Transcribe the whole Leandro litigation passage word for word.

Supplied passage:
....................

Minimally at stake is the deficit in the state’s 2022 budget of $678 million for years two and three of the Comprehensive Remedial Plan (CRP).
The higher stakes involve whether the 30-year Leandro litigation will continue to be a way to improve education for students across this state moving forward.
Here is a recently updated article on everything you need to know about the Leandro litigation, including what the CRP is.
Here is all of EdNC’s coverage of Leandro.
How did we get here?
The lead up to this latest round is the Supreme Court’s Leandro IV opinion from November 2022, in which the majority ruled that the trial court could enforce the seven-year CRP in response to statewide constitutional violations by the state.
The court’s remand order to the trial court was straightforward: (1) recalculate the amount needed to fund the CRP in years two and three based on the state’s 2022 budget; (2) put back into place the directive for state actors (including the state controller) to transfer the funds necessary to make up for any deficit between the state budget and needed funding; and (3) maintain jurisdiction over the case.

....................

Extracted records:
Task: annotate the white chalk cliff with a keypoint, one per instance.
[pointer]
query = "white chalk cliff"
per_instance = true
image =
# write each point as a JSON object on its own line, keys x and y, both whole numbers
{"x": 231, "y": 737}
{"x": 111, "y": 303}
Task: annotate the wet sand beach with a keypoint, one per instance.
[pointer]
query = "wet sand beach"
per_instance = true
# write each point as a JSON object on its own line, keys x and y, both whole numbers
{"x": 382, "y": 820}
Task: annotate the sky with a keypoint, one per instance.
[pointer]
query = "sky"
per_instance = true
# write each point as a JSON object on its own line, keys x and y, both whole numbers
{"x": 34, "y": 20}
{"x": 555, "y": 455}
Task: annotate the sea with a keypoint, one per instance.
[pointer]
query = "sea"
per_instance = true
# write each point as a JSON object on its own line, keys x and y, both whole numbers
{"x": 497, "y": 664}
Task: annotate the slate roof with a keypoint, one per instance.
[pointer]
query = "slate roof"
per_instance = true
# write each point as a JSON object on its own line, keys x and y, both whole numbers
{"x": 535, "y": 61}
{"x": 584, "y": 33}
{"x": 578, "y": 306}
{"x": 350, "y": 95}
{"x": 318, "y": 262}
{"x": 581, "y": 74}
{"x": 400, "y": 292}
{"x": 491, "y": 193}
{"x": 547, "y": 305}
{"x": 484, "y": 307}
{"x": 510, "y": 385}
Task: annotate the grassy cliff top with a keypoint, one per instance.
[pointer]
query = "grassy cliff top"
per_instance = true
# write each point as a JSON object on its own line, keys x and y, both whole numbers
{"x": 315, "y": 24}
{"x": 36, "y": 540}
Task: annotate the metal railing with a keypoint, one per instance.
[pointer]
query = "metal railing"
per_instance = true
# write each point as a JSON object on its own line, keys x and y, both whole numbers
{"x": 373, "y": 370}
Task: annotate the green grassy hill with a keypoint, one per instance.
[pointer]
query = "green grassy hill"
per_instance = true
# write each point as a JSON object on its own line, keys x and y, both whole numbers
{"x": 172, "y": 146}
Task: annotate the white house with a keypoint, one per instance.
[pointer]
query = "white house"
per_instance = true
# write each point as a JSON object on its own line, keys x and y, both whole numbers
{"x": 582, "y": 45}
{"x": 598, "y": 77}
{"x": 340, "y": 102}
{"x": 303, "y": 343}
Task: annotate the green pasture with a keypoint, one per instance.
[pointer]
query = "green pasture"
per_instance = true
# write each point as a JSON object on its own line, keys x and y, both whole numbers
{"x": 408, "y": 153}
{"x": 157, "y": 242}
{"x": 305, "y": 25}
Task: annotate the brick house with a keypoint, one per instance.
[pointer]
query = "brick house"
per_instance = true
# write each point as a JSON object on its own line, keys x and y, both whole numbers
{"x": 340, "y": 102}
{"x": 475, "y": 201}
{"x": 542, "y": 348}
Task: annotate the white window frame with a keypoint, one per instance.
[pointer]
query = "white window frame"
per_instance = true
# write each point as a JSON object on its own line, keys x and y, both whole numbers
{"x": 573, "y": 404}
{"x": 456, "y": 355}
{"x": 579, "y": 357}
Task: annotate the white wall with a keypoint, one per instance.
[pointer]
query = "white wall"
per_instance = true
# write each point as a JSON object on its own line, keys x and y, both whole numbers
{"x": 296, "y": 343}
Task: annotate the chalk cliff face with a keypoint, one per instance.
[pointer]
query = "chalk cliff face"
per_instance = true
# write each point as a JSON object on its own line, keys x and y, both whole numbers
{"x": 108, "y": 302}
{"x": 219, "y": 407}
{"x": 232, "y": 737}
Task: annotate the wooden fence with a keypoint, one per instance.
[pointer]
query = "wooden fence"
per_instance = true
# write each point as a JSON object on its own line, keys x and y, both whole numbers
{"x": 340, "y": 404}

....................

Solution:
Minimally at stake is the deficit in the state’s 2022 budget of $678 million for years two and three of the Comprehensive Remedial Plan (CRP).
The higher stakes involve whether the 30-year Leandro litigation will continue to be a way to improve education for students across this state moving forward.
Here is a recently updated article on everything you need to know about the Leandro litigation, including what the CRP is.
Here is all of EdNC’s coverage of Leandro.
How did we get here?
The lead up to this latest round is the Supreme Court’s Leandro IV opinion from November 2022, in which the majority ruled that the trial court could enforce the seven-year CRP in response to statewide constitutional violations by the state.
The court’s remand order to the trial court was straightforward: (1) recalculate the amount needed to fund the CRP in years two and three based on the state’s 2022 budget; (2) put back into place the directive for state actors (including the state controller) to transfer the funds necessary to make up for any deficit between the state budget and needed funding; and (3) maintain jurisdiction over the case.